***** DATA FOR THIS EXERCISE

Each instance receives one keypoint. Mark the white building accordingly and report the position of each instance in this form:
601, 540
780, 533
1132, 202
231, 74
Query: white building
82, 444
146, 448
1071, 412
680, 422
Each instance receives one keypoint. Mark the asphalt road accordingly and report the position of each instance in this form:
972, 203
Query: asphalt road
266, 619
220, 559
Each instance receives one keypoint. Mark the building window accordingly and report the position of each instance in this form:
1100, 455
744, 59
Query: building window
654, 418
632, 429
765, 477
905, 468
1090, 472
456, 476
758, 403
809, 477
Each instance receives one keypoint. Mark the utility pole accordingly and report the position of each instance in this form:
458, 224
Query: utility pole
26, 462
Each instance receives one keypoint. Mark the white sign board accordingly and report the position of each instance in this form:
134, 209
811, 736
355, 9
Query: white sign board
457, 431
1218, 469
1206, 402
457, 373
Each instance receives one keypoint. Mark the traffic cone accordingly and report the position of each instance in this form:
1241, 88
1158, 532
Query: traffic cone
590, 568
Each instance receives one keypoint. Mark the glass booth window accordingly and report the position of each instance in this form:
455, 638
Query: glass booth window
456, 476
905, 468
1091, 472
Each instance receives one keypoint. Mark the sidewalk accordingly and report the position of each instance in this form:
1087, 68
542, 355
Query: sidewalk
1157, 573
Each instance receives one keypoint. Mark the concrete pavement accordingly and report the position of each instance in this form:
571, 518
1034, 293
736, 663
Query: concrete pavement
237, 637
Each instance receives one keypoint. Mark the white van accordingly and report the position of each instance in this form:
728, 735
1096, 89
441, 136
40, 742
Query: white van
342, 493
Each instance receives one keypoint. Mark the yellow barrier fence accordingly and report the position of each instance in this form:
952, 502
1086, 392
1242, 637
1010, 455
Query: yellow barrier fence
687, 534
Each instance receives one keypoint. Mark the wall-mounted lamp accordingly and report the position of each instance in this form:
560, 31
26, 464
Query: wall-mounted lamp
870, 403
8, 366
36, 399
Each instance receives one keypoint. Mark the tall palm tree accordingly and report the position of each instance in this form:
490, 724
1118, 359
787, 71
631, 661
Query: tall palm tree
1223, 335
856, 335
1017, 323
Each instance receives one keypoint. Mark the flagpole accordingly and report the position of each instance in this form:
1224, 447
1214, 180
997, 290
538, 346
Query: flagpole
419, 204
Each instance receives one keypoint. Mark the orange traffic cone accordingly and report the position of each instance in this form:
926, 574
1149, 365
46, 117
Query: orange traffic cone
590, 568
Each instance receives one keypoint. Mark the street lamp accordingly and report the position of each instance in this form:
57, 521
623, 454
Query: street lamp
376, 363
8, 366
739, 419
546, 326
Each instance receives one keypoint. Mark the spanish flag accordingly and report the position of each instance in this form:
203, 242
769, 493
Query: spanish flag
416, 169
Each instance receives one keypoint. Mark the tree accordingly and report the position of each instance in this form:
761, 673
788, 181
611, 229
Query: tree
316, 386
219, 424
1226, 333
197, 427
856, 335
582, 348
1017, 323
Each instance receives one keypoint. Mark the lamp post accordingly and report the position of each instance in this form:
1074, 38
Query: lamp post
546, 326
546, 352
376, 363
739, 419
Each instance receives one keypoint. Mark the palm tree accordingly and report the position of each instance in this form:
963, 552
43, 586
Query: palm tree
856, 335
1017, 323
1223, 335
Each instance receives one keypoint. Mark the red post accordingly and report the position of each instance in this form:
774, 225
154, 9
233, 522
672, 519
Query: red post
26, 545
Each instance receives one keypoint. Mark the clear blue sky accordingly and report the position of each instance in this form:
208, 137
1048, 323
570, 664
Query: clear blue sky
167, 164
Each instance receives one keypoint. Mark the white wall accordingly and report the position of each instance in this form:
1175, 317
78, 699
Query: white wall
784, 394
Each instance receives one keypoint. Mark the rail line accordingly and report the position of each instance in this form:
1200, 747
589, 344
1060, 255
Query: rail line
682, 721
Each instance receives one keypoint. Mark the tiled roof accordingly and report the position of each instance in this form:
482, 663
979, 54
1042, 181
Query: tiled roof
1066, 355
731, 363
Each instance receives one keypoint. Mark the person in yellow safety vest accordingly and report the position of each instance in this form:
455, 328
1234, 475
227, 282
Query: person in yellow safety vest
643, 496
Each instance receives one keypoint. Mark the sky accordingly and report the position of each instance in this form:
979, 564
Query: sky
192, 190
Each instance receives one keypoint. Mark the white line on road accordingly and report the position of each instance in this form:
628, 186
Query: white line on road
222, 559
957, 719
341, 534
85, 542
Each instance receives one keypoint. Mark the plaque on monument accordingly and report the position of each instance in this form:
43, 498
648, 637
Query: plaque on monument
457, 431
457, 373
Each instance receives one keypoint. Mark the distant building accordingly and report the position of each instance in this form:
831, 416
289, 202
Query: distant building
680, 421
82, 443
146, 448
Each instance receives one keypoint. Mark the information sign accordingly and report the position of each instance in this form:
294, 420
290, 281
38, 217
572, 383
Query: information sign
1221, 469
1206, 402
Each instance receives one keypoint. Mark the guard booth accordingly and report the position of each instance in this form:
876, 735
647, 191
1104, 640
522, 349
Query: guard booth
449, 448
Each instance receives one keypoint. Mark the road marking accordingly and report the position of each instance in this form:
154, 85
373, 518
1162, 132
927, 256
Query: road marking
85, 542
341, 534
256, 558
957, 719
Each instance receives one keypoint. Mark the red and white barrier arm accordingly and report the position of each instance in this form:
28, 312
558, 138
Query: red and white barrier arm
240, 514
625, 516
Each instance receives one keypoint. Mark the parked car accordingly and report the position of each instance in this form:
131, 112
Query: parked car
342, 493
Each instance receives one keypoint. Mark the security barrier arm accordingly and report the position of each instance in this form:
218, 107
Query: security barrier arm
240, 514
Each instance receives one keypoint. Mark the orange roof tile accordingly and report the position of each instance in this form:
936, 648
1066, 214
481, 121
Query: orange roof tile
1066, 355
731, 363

**********

◆ **YOUR INSTRUCTIONS**: Exactly reproduce the material above.

◆ **SOLVED EXERCISE**:
Each instance receives one keypoint. Mark the white building accordingly and report the position of each instance in this form:
601, 540
780, 533
1132, 202
231, 74
Query: white building
82, 444
146, 448
1071, 412
680, 422
Each instance receives one keypoint. Mark the asphalt road accordingly and report the position of each instance in this form:
972, 203
Query: asphalt road
266, 619
220, 559
Each instance receives one keypoint. Mark the building window accordingly and report the position of each instance in this form:
1100, 455
744, 59
Query: building window
654, 418
632, 429
765, 477
905, 468
1090, 472
456, 476
758, 403
809, 477
Each instance receives one keypoint. Mark the utility pole accordingly and report the position of each instance in this form:
458, 224
Query: utility pole
26, 462
Each instance receives one keypoint. Mark the white sign board accordingly and report the position of each instance in this form:
134, 209
811, 736
355, 9
Query: white sign board
457, 431
1218, 469
1206, 402
457, 373
Each instance receives one keypoint. Mark the traffic cone accordingly and report the position of each instance in this form:
1241, 88
1158, 532
Query: traffic cone
590, 568
Each instance receives one keypoint. Mark the glass booth window accordingly and report the position of each instance in this form:
455, 638
Query: glass booth window
456, 476
905, 468
1091, 472
Each instance receives one keypoint. Mark the sidewalk accordingly and report the position of each instance in this form:
1087, 68
542, 355
Query: sidewalk
1157, 573
Each instance receives one keypoint. Mark the concrete pavement accordingly and report the position of each instance in this form:
571, 518
1034, 293
736, 663
Query: concrete pavement
237, 637
Each instance receives one keypoint. Mark the white van accordingly and report the position of each instance in this form:
728, 735
1096, 89
441, 136
40, 742
Query: white van
342, 493
Each instance receives one keypoint. Mark the yellow barrier fence accordingly and report the position of each instance in this form:
952, 502
1086, 392
1242, 637
1010, 455
Query: yellow barrier fence
687, 534
Each instance receives one keypoint. Mark the wall-mounted lamp accordingly and report the position of each instance in this form:
560, 31
26, 464
Query: wall-mounted lamp
870, 403
8, 366
36, 399
Each instance receives one keypoint. Mark the tall palm tree accordingly and report the position of each instance in this form:
490, 724
1118, 359
787, 71
631, 661
Query: tall palm tree
1223, 335
856, 335
1017, 323
Each instance receives one keypoint. Mark the flagpole accordingly and report the position of each instance in this form:
1224, 447
1214, 180
997, 290
538, 346
Query: flagpole
419, 204
Each instance receives one keypoint. Mark the orange traffic cone accordingly and report the position of each instance in this form:
926, 574
1149, 365
46, 117
Query: orange traffic cone
590, 568
Each instance receives one keypoint. Mark the street lamp accordingly and report the position of each instance in this form:
57, 521
623, 454
Query: street lamp
376, 363
8, 366
739, 419
546, 326
Each instance receives one keypoint. Mark the spanish flag accordingly and report the position of each instance in this form:
203, 242
769, 493
Query: spanish flag
416, 169
Each instance receives one keypoint. Mark the tree accordingly and report the position of each instance in this form:
761, 673
788, 181
611, 229
Query: tree
316, 386
219, 424
1226, 333
197, 427
856, 335
582, 348
1017, 323
Each instance receives one keypoint. Mark the lamp post accordingly and report the position of each instance in this form:
1074, 38
Query: lamp post
546, 326
546, 352
376, 363
739, 419
Each instance receives one keypoint. Mark the palm tree accordingly and report the position of each instance in this form:
963, 552
43, 586
Query: palm tree
856, 335
1017, 323
1223, 335
Each instance receives one keypoint. Mark the red post accordingly and report the position of each instance in this form:
774, 225
154, 9
233, 522
672, 519
Query: red post
26, 545
Each instance receives one keypoint. Mark the clear blue sky accordingly and report the position of each instance in this form:
208, 137
1048, 323
570, 664
Query: clear blue sky
167, 164
Each instance receives one keypoint. Mark the white wall accordingly and report the position of each instance in this form:
1175, 317
78, 699
Query: white wall
784, 394
Each instance receives one keypoint. Mark the rail line accordingly and report the position of each instance in this form:
1200, 747
589, 344
1060, 255
Query: rail line
682, 721
Each instance receives one keypoint. Mark the tiled roof accordingly and report the position of each instance in this form:
482, 663
979, 54
1042, 181
Query: tiled roof
1066, 355
731, 363
Each instance receives one keypoint. Mark the person in yellow safety vest accordingly and report the position of each instance in this form:
455, 328
1234, 475
227, 282
Query: person in yellow safety vest
643, 496
Each instance receives one keypoint. Mark the sky accordingly and report the position of each instance in this form:
979, 564
Query: sky
192, 190
Each instance receives one keypoint. Mark the white line on road accordingly and report the position of each instance in this form:
628, 186
Query: white line on road
222, 559
957, 719
341, 534
85, 542
Each instance receives one keypoint. Mark the plaque on monument accordingly and report the position of each instance in this form:
43, 498
648, 637
Query: plaque on monument
457, 431
457, 373
Each instance receives one keypoint. Mark the distant building accordingly and report the position of each instance in this form:
831, 416
289, 202
Query: distant building
680, 421
82, 443
146, 448
Each instance receives one keypoint. Mark the information sign accordingly and report the position of each instance in this form:
294, 420
290, 281
38, 217
572, 383
Query: information sign
1221, 469
1206, 402
Each instance receives one keypoint. Mark the guard booth accordingly and report the position of each instance in this form:
876, 735
647, 191
1104, 640
522, 349
Query: guard booth
449, 448
Each instance receives one keypoint. Mark the road marking accordingly and report the position of each instance in this form:
154, 85
373, 518
1162, 132
927, 256
Query: road marking
85, 542
341, 534
256, 558
957, 719
Each instance receives one keypoint. Mark the red and white barrier arm accordingly and report the position of each instance in this form:
28, 312
558, 138
Query: red and white barrier arm
240, 514
625, 516
Each instance receives one keypoint. Mark the parked car accordingly and report the position of each instance in this form:
131, 112
Query: parked car
342, 493
Each instance receives one keypoint. Mark the security barrier arm accordingly and report the position of each instance in this form:
218, 107
Query: security barrier arm
240, 514
Each instance receives one keypoint. Mark the orange roof tile accordingly and report the position of each instance in this form:
936, 648
1066, 214
481, 121
Query: orange roof tile
1066, 355
731, 363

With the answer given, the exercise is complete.